[Source records]
** BEGIN **

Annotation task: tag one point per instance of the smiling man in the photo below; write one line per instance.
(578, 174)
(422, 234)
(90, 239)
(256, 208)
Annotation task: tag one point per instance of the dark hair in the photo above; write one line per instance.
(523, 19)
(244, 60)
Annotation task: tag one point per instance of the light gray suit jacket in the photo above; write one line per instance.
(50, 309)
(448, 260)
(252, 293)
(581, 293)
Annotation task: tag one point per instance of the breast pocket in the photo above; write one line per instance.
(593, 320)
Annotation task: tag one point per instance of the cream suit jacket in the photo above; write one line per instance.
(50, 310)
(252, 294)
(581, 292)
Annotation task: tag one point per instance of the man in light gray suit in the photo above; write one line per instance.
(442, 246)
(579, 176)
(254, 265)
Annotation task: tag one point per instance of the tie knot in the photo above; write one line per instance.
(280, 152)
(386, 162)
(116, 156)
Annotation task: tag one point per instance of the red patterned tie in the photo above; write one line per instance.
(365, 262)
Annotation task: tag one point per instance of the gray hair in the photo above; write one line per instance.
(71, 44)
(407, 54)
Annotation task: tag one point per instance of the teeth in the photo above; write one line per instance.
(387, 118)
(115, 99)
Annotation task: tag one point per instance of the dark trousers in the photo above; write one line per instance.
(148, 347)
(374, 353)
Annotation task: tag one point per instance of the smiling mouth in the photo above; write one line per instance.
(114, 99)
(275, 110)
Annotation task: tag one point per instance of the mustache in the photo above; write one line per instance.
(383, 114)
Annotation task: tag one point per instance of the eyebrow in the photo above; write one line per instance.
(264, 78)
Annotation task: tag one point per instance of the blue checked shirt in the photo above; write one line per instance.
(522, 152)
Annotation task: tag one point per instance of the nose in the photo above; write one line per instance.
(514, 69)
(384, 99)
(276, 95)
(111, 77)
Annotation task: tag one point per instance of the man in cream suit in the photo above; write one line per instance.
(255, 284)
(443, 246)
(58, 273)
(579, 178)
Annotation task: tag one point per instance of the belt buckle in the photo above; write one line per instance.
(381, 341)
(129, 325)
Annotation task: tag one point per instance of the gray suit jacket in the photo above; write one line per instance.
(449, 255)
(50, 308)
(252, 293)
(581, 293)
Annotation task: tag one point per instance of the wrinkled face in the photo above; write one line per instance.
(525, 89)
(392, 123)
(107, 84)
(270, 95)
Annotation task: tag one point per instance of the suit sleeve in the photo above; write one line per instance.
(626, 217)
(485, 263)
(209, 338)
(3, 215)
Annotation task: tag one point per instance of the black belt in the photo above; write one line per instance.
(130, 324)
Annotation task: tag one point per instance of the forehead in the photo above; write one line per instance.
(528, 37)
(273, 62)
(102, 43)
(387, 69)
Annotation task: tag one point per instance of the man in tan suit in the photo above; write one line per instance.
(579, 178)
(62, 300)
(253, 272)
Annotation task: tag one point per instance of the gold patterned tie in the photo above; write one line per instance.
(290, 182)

** END **

DESCRIPTION OF THE TASK:
Put the lines of the material above into a Markdown table, beginning with the line that contains "Annotation task: tag one point per instance of the forehead" and continuing through the final line of the material, both included. Use the columns "Row" for a running row number and "Line" for the line itself, and omit any blank lines.

RESULT OF THIS EXERCISE:
| Row | Line |
|---|---|
| 1 | Annotation task: tag one point per instance of the forehead in the photo above; write one line per instance. |
| 2 | (528, 37) |
| 3 | (273, 62) |
| 4 | (102, 43) |
| 5 | (387, 69) |
| 6 | Annotation task: tag one point per instance of the man in tan suit in the photo above; write one line per instance. |
| 7 | (579, 178) |
| 8 | (62, 300) |
| 9 | (253, 272) |
| 10 | Annotation task: tag one point per instance of the gold patterned tie in the photo above; write one line per instance. |
| 11 | (290, 182) |